__EXERCISE PROMPT__
All of the data below is to be copied exactly.

[Records excerpted from a collection]
○ ○ ○ ○ ○ ○ ○

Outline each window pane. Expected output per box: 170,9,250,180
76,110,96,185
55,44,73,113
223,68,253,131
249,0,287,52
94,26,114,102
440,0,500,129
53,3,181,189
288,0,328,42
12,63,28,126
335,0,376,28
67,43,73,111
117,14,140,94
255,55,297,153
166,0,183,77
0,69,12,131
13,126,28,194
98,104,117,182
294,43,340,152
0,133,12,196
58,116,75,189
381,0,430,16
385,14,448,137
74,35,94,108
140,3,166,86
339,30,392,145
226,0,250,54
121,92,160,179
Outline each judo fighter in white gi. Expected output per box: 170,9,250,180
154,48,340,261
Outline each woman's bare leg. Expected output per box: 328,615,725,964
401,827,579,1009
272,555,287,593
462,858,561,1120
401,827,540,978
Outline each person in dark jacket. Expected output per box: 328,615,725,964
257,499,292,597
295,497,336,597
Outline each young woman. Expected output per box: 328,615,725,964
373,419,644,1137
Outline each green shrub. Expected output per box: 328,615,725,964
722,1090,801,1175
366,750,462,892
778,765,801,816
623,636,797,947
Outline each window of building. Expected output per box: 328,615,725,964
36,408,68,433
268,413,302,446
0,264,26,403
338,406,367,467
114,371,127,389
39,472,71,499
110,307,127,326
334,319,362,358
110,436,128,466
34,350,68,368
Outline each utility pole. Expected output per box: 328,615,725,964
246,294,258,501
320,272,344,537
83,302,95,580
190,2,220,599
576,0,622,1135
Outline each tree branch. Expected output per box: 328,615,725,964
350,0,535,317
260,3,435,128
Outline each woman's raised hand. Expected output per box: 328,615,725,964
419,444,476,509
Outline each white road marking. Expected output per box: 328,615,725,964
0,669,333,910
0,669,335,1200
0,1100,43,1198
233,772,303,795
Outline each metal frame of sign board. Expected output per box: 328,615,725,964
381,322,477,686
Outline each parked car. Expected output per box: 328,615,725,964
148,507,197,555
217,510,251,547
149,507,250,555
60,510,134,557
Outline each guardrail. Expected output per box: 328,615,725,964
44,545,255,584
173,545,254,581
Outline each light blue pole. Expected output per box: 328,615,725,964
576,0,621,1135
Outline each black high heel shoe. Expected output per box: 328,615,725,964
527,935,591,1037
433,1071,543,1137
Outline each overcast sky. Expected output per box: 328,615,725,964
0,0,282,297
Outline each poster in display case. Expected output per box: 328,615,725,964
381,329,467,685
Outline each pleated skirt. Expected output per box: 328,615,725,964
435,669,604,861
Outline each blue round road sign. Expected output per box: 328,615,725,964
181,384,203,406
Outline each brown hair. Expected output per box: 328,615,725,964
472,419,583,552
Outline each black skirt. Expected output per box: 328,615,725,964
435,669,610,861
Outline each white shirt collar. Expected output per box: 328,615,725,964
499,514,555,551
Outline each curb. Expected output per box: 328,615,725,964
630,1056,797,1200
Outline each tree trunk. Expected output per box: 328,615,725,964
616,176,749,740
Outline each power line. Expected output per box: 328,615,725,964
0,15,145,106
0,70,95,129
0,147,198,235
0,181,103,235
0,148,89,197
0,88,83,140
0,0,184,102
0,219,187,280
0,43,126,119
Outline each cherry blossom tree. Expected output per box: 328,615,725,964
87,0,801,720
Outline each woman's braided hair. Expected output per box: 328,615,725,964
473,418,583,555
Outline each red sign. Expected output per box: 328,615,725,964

○ ○ ○ ○ ○ ○ ○

__SOLUTION FOR THIS TASK__
Outline each window pane. Expected output per box: 170,9,250,180
76,110,96,185
55,44,73,113
223,68,253,131
249,0,287,52
94,26,114,102
440,0,500,129
53,3,181,189
288,0,328,42
12,63,28,126
335,0,376,28
67,43,73,111
117,14,140,94
255,55,297,153
166,0,183,77
0,69,12,131
13,126,28,194
98,104,117,182
294,43,340,152
0,133,12,196
58,116,75,189
381,0,430,16
385,14,448,137
74,35,94,108
140,3,166,86
339,30,392,145
226,0,250,54
121,92,160,179
Outline each judo fighter in white gi. Expected output per box: 170,9,250,180
154,48,340,261
Outline each woman's bare leg. Expected output per box: 328,615,725,964
401,827,579,1009
272,555,287,593
462,858,561,1120
401,827,540,978
Outline each person in dark jacket. Expected output per box: 328,615,725,964
257,499,292,597
295,497,336,597
Outline each young woman. Expected output per box: 328,615,725,964
373,419,644,1137
Outline each green shrub. Expected output per box: 328,615,725,964
722,1090,801,1175
366,750,462,892
778,765,801,816
623,636,797,947
Outline each window of building. Expected output per box: 328,615,725,964
36,408,68,433
268,413,302,446
0,264,26,403
338,406,367,467
114,371,127,389
39,472,71,499
110,307,127,326
334,319,362,358
110,436,128,466
34,350,68,368
Outline each utility pole. Expected output per box: 328,615,725,964
246,294,258,501
320,272,344,537
83,302,95,580
190,2,220,599
576,0,622,1135
Outline each tree branch. Expected output per box: 328,615,725,964
350,0,535,317
260,3,435,128
Outline each woman's raised hand. Expected output per box: 328,615,725,964
419,444,476,509
Outline each white road marking. Expected output per box: 328,615,725,964
0,669,333,910
0,669,335,1200
0,1100,43,1198
233,772,303,795
Outline each metal frame of sign board. Expected output per box: 328,615,725,964
381,322,477,686
Outline each parked car. Expected output per box: 328,615,725,964
148,507,197,555
217,510,251,547
149,507,250,555
60,510,134,557
Outline each guardrail. Expected output per box: 328,615,725,964
44,545,255,584
173,545,254,581
Outline each light blue pole. Expected output per box: 328,615,725,964
576,0,621,1135
Outline each black high heel shoe. Expected output per box: 328,615,725,964
527,935,591,1037
433,1071,543,1137
Outline each overcast sky. Expected output per box: 328,615,725,964
0,0,282,297
Outline each poster in display case. Expected output per box: 328,615,725,964
381,329,467,685
Outline each pleated skirt. Expected output per box: 328,615,725,964
435,669,604,861
Outline each blue round road sign. Expected output per box: 328,615,725,964
181,384,203,406
Outline each brown hair. Expected output per box: 328,615,725,964
472,419,583,552
Outline each black skirt. Expected output per box: 328,615,725,964
435,669,610,861
Outline each white shirt collar. Expected output per box: 328,615,725,964
499,514,555,551
Outline each curb. Expected output per box: 328,615,725,964
630,1056,797,1200
Outline each tree trunk. Expected output per box: 328,615,725,964
616,176,749,740
Outline each power line. Expected output per box: 328,615,725,964
0,15,145,106
0,70,95,129
0,147,198,235
0,181,103,235
0,148,89,197
0,88,83,140
0,0,184,102
0,219,187,280
0,43,126,119
Outline each cherry blossom tree. Expected output per box: 328,615,725,964
87,0,801,720
Outline each woman's braided hair. Expected output per box: 328,615,725,964
473,418,583,555
Outline each red sign. Expected output per box: 328,615,725,964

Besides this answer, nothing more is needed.